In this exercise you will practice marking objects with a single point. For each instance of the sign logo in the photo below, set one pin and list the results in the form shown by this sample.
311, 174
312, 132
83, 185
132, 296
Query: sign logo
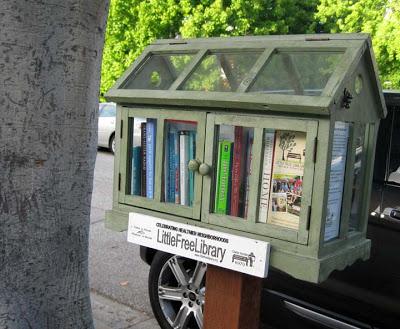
241, 258
208, 246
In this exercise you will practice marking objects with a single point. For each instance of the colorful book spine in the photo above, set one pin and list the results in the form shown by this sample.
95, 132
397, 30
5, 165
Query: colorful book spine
184, 171
172, 166
150, 157
143, 156
176, 178
192, 155
136, 171
249, 159
237, 170
269, 141
223, 174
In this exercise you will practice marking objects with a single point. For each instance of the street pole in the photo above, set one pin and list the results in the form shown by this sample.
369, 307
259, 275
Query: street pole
232, 300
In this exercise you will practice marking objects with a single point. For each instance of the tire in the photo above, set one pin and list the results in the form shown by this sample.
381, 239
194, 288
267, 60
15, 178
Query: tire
111, 144
177, 291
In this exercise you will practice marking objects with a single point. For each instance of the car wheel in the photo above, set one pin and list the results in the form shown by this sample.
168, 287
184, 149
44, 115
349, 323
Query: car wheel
111, 144
177, 291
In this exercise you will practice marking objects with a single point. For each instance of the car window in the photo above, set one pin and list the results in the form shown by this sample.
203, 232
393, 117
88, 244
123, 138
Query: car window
394, 157
108, 111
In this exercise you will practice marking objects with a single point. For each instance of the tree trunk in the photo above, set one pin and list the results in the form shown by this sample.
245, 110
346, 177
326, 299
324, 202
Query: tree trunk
50, 57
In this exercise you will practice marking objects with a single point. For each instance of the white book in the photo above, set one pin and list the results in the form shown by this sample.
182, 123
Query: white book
265, 192
183, 167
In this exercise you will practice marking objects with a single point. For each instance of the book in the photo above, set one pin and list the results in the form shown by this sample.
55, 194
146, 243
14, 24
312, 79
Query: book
136, 174
143, 157
175, 179
184, 171
173, 165
268, 150
192, 155
287, 178
237, 171
150, 156
222, 178
249, 159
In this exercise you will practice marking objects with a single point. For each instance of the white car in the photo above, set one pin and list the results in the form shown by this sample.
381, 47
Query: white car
106, 125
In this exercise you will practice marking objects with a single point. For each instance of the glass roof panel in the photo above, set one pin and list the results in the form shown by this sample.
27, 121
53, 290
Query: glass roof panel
158, 72
221, 71
296, 73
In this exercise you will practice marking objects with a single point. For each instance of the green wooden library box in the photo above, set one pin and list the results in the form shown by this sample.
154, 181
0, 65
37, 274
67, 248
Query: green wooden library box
268, 137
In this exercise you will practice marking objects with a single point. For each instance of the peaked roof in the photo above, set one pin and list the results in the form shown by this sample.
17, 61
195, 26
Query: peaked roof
279, 73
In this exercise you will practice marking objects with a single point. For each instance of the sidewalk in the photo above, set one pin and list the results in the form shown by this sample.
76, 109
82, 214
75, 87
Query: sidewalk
108, 314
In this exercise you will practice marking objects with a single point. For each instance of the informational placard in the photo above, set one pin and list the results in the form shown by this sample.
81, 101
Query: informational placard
287, 178
336, 180
212, 247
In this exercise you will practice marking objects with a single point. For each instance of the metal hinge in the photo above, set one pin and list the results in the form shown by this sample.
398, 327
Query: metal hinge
308, 218
315, 149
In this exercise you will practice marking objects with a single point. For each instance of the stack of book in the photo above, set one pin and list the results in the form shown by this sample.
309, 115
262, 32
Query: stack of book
143, 161
180, 149
233, 174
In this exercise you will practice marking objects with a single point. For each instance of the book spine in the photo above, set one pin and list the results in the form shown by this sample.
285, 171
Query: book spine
176, 178
184, 172
150, 157
143, 156
171, 169
269, 141
224, 161
192, 155
136, 171
236, 171
249, 160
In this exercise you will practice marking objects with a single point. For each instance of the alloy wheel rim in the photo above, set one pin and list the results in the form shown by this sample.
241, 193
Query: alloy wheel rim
182, 299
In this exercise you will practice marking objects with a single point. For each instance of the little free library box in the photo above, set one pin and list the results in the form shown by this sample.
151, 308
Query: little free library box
266, 137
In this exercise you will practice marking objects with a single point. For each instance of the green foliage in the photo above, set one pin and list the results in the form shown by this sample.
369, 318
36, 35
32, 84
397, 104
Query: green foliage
380, 18
133, 24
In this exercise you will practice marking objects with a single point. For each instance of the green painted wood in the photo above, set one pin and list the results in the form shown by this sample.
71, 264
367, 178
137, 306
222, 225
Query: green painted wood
117, 155
320, 191
247, 82
308, 178
301, 253
348, 182
244, 101
372, 135
127, 74
124, 154
351, 57
188, 70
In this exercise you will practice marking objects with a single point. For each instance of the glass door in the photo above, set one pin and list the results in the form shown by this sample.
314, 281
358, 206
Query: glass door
262, 174
161, 153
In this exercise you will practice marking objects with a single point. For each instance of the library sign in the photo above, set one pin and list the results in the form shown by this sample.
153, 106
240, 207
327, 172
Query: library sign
242, 149
220, 249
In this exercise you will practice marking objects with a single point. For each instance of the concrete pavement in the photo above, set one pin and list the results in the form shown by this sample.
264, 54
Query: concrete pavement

◆ ◆ ◆ ◆

## TO DO
Which of the lines in the data contain the string "pavement"? Return each one.

## TASK RESULT
In this exercise you will practice marking objects with a single point. For each instance of the concrete pavement in the photo above, set one pin and list the results in the form shown by this sample.
Query: concrete pavement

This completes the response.